- _TASK REQUIREMENTS_
Translate this sentence from the Behcet's disease abstract into Spanish: "The levels of thiobarbituric acid reactive substance (TBARS) were assessed as an indicator of lipid peroxidation."

- _SOURCE EXTRACT_
Content starts
Relationship between lipid peroxidation and disease activity in patients with Behcet's disease

Orem A., Efe H., Deger O., Cimsit G., Uydu H., Vanizor B.

JOURNAL OF DERMATOLOGICAL SCIENCE, vol.16, no.1, pp.11-16, 1997 (SCI-Expanded) identifier identifier identifier

  • Publication Type: Article / Article
  • Volume: 16 Issue: 1
  • Publication Date: 1997
  • Doi Number: 10.1016/s0923-1811(97)00613-0
  • Journal Indexes: Science Citation Index Expanded (SCI-EXPANDED), Scopus
  • Page Numbers: pp.11-16
  • Keywords: lipid peroxidation, Lp(a), Behcet's disease, LIPOPROTEIN(A), ATHEROGENESIS, NEUTROPHILS
  • Karadeniz Technical University Affiliated: Yes


Behcet's disease is a chronic multi-systemic disorder which is characterized by a relapsing systemic inflammatory process. The alteration of lipid profile and lipid peroxidation resulting from the inflammatory process may be associated with an increased risk for atherosclerosis in patients with Behcet's disease. We investigated lipids, lipoprotein and lipid peroxidation and their inter-relationships considering the disease activity. Eighteen patients (11 male and 7 female) and 20 age-matched healthy subjects (10 male and 10 female) were studied. Lipid profile including total cholesterol, triacylglycerol, HDL-cholesterol, LDL-cholesterol, lipoprotein(a), apoAI and apoB, and acute phase reactants including polymorphonuclear (PMN) elastase, PMN leukocyte count, erythrocyte sedimentation rate (ESR) and complements (C-3, C-4) were evaluated in patients in active and inactive periods of Behcet's disease and control subjects. The levels of thiobarbituric acid reactive substance (TBARS) were assessed as an indicator of lipid peroxidation. Lipid peroxidation was found to be increased in the active period compared to the inactive period of the disease and control subjects. Also, lipid peroxidation showed correlations of various degrees with atherogenic lipid parameters in both periods of the followed-up patients. In conclusion, patients with Behcet's disease in the active period may be much more susceptible to atherogenic events than those in the inactive period of the disease and control subjects. (C) 1997 Elsevier Science Ireland Ltd.
Content ends
- _Referring expression data_
Content starts
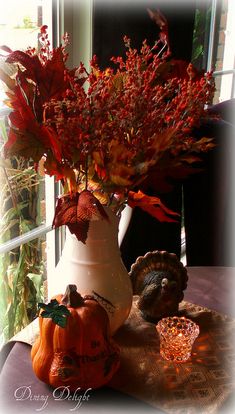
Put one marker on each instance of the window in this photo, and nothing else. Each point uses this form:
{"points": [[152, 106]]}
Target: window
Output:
{"points": [[29, 249], [213, 46]]}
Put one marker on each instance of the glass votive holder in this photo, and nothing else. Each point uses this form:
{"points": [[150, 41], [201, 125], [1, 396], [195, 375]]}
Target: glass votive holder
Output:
{"points": [[177, 335]]}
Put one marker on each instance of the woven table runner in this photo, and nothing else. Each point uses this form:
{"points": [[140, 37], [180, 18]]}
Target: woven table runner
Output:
{"points": [[200, 385]]}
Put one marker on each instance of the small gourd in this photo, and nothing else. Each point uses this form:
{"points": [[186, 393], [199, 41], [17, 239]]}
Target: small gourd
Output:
{"points": [[74, 347]]}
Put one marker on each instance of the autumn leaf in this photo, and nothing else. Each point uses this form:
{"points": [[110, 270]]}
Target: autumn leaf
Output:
{"points": [[151, 205], [76, 210], [53, 310]]}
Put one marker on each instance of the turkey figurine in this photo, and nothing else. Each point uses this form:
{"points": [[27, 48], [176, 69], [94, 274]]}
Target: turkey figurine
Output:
{"points": [[159, 278]]}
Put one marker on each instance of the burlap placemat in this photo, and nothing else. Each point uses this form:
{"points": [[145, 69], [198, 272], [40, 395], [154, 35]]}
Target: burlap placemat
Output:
{"points": [[200, 385]]}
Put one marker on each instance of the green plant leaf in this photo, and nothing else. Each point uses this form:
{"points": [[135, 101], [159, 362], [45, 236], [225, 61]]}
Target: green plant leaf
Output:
{"points": [[58, 313]]}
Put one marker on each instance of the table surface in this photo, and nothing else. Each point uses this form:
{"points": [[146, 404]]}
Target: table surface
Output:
{"points": [[211, 287]]}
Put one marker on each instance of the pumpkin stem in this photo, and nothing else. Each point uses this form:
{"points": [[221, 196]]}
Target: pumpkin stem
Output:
{"points": [[72, 298]]}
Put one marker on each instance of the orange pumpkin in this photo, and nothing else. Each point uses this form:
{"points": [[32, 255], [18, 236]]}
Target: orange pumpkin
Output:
{"points": [[81, 352]]}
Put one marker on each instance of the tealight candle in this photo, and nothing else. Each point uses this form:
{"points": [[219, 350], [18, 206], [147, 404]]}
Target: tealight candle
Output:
{"points": [[177, 335]]}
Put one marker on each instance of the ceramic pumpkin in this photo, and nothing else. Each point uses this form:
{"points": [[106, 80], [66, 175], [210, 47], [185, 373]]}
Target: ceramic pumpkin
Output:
{"points": [[74, 347]]}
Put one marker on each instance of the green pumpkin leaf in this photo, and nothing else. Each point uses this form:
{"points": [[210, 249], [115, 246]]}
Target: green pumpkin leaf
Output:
{"points": [[58, 313]]}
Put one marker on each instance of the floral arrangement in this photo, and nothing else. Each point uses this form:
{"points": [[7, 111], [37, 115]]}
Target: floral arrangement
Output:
{"points": [[102, 132]]}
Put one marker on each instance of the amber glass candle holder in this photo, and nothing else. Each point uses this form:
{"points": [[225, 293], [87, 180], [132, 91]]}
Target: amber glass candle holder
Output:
{"points": [[177, 335]]}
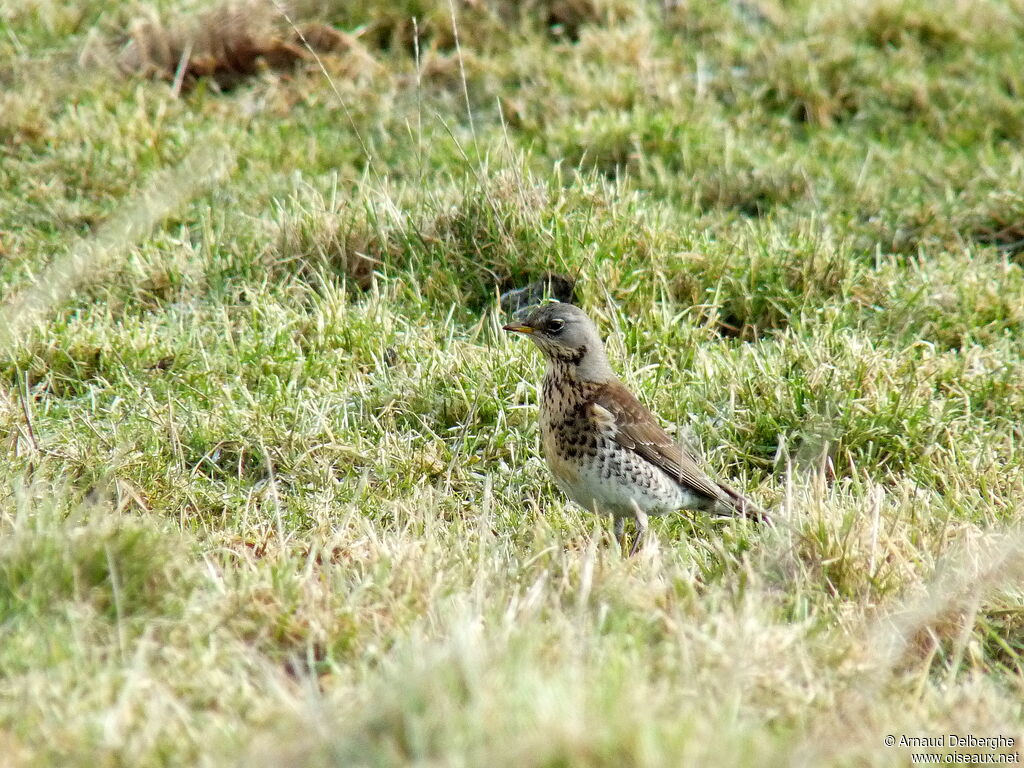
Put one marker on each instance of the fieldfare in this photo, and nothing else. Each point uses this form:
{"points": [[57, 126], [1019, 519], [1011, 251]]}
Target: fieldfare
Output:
{"points": [[605, 450]]}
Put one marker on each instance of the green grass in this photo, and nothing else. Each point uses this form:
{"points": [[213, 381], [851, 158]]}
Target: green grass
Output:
{"points": [[271, 492]]}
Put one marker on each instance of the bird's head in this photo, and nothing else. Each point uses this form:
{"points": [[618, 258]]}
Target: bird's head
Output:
{"points": [[567, 337]]}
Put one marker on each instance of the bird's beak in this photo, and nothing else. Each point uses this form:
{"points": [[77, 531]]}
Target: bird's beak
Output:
{"points": [[519, 328]]}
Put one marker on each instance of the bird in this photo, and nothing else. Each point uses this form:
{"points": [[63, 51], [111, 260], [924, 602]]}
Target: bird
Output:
{"points": [[606, 451]]}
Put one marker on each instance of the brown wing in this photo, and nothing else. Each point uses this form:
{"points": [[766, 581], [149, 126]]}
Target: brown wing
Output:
{"points": [[637, 429]]}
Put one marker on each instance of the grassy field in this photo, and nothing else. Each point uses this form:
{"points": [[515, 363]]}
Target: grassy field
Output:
{"points": [[270, 491]]}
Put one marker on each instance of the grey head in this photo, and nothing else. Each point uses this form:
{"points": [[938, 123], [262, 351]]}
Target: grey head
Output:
{"points": [[568, 339]]}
Content ends
- _WRITTEN ANSWER_
Los niveles de sustancia reactiva al ácido tiobarbitúrico (TBARS) se evaluaron como indicador de la peroxidación lipídica.